Change every "drawn in this form" in the rows below to "written in this format", leaving everything else the same.

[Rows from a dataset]

------

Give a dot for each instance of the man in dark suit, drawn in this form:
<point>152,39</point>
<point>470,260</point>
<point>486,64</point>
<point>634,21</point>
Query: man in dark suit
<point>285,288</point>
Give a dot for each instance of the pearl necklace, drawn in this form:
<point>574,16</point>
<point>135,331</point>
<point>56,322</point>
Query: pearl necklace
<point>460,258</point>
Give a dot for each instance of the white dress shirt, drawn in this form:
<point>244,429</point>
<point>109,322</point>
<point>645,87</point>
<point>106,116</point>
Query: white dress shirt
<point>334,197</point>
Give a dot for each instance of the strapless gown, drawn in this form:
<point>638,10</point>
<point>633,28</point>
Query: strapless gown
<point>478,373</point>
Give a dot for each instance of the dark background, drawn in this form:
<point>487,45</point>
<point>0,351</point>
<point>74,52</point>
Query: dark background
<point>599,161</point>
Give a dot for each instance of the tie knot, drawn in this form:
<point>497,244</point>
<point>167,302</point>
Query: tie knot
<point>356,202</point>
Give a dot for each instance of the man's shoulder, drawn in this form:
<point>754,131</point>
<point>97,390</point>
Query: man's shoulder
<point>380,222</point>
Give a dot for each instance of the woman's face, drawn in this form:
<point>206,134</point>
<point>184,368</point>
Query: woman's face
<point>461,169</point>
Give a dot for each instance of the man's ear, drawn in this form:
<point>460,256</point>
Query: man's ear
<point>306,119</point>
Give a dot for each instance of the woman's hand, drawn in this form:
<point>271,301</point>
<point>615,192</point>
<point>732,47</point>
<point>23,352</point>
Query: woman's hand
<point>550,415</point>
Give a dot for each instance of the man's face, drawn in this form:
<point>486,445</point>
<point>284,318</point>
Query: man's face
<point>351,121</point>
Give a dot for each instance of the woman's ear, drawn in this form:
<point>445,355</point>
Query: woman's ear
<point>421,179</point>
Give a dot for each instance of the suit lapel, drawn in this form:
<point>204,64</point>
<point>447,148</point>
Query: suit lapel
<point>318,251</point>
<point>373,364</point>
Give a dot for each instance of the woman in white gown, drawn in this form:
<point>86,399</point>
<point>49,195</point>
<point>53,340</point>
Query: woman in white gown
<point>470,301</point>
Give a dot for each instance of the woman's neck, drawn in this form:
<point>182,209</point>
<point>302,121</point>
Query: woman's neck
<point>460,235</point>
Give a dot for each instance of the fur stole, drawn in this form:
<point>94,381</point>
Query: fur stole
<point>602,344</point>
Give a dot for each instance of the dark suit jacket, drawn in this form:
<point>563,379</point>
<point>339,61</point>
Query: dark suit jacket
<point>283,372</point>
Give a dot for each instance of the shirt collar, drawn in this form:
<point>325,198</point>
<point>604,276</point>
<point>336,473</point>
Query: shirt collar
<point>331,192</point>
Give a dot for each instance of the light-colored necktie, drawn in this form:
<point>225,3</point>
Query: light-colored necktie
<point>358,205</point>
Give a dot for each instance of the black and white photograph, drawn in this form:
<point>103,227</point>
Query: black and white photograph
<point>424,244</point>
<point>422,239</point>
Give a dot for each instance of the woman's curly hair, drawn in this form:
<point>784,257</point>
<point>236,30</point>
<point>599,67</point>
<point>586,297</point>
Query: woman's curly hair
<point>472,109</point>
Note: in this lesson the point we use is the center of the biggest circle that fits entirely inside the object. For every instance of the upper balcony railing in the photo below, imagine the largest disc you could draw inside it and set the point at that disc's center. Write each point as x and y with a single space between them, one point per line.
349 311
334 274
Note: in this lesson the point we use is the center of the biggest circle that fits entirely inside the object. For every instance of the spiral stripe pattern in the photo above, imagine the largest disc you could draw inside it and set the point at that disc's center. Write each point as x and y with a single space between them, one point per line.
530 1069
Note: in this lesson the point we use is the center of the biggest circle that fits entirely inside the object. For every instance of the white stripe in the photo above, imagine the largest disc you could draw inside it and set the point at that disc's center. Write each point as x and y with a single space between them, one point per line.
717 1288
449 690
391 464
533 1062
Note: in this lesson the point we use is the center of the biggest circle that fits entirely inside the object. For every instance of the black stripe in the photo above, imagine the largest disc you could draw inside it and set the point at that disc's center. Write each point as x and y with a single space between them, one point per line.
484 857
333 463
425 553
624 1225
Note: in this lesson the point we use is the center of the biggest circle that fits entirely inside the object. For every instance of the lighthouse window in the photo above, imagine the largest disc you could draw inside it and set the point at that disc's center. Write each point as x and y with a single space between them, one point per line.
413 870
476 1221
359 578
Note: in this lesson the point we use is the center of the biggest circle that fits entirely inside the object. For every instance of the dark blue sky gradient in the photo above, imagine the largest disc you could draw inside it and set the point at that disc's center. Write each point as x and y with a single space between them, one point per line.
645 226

------

**EXERCISE RESPONSE:**
Give a dot for each instance of the man in dark suit, written in this format:
<point>152,39</point>
<point>470,260</point>
<point>486,64</point>
<point>634,21</point>
Query: man in dark suit
<point>285,288</point>
Give a dot for each instance of the pearl necklace, written in this format:
<point>574,16</point>
<point>135,331</point>
<point>56,322</point>
Query: pearl necklace
<point>460,258</point>
Give a dot for each instance of the white dress shirt, written in this format:
<point>244,429</point>
<point>109,322</point>
<point>645,87</point>
<point>106,116</point>
Query: white dress shirt
<point>334,197</point>
Give a dot for each instance of the strapless gown, written in this format:
<point>638,10</point>
<point>633,28</point>
Query: strapless gown
<point>478,373</point>
Give a dot for each instance of the dark background, written in this format:
<point>487,45</point>
<point>0,351</point>
<point>74,52</point>
Query: dark background
<point>599,161</point>
Give a dot for each instance of the tie knot, written in this format:
<point>497,244</point>
<point>167,302</point>
Query: tie knot
<point>356,202</point>
Give a dot for each instance of the man's shoulder, written in this format:
<point>754,131</point>
<point>97,390</point>
Query: man's shoulder
<point>380,222</point>
Give a dot for each instance of the woman's face, written in this format:
<point>206,134</point>
<point>184,368</point>
Query: woman's face
<point>461,169</point>
Give a dot for each instance of the man's ear, written in this format:
<point>460,256</point>
Query: man's ear
<point>306,119</point>
Give a dot for each instance of the woman's hand, written in this format:
<point>271,301</point>
<point>615,192</point>
<point>732,47</point>
<point>23,352</point>
Query: woman's hand
<point>550,415</point>
Give a dot for each instance of the man's face, written in this format:
<point>486,445</point>
<point>284,318</point>
Query: man's face
<point>351,121</point>
Give a dot for each instance of the woman's ear, written in this format:
<point>445,355</point>
Query: woman's ear
<point>421,179</point>
Give a dot for each instance of the suit lapel, written in this format:
<point>204,64</point>
<point>447,148</point>
Query: suit lapel
<point>318,251</point>
<point>373,364</point>
Give a dot for each instance of the woman in white gown, written in this format:
<point>86,399</point>
<point>49,195</point>
<point>53,340</point>
Query: woman in white gown
<point>470,301</point>
Give a dot for each instance of the woman's neck, written in this format:
<point>182,209</point>
<point>302,121</point>
Query: woman's neck
<point>460,235</point>
Give a dot for each instance of the fur stole, written in this format:
<point>94,381</point>
Query: fur stole
<point>602,344</point>
Give a dot for each instance of the dark suit jacket, written in this format:
<point>563,379</point>
<point>339,61</point>
Query: dark suit jacket
<point>283,372</point>
Give a dot for each instance of the shirt collar, written in this format:
<point>325,198</point>
<point>604,276</point>
<point>336,473</point>
Query: shirt collar
<point>331,192</point>
Give a dot for each instance of the light-colored necktie, written in this format:
<point>225,3</point>
Query: light-colored necktie
<point>358,205</point>
Give a dot for each instance of the black and white photograph, written in this format:
<point>103,227</point>
Query: black and white photograph
<point>424,244</point>
<point>422,239</point>
Give a dot for each instance of the woman's curly hair, written in this format:
<point>784,257</point>
<point>236,30</point>
<point>599,67</point>
<point>586,297</point>
Query: woman's curly hair
<point>472,109</point>
Note: in this lesson the point we use is the center of the biggest circle that fits entirely inside the object. For every instance of the upper balcony railing in the photo below, imagine the largest disc you could draw inside it and set the point at that disc's center. Write each point as x and y with a single space between them, one point per line.
349 311
334 274
Note: in this lesson the point we use is the center of the biggest circle that fits entirely inside the object. For every instance of the spiral stripe pattern in the photo above, imagine the largest disc you could draw inside it and set the point at that disc's center. Write each point as x and y with a single space between them, one point per line.
530 1069
Note: in this lesson the point we use is the center of the biggest circle that fits entirely inside the object. For every instance of the white stripe in the photo above, imagine the largest disc you could draw inside it and set the point at that disc's center. Write each point as x and y with a single space between them, one point per line.
717 1288
449 690
391 464
533 1062
Note: in this lesson the point we use is the center of the biggest circle that fits entirely inside the object. For every instance of the black stripe in the photo above, imagine the largest disc you could draw inside it and set the point at that disc's center. Write each point as x and y with a single space between them, one point per line.
484 857
333 463
425 553
624 1225
Note: in this lesson the point we use is the center of the biggest circle that fits entirely inside the object. For every instance of the lighthouse window in the photo above, imagine the largest disc you could draw inside it and set the point at that disc's center. Write each point as x and y with a single space between them, one point per line.
413 870
476 1221
359 578
Note: in this lesson the point we use is the center of the biggest circle that fits entirely inside the object. For every instance of the dark blue sky gradient in the photo above, imagine the largest disc you could draw inside it and set the point at that disc's center. Write each point as x and y with a single space between them, one point per line.
645 226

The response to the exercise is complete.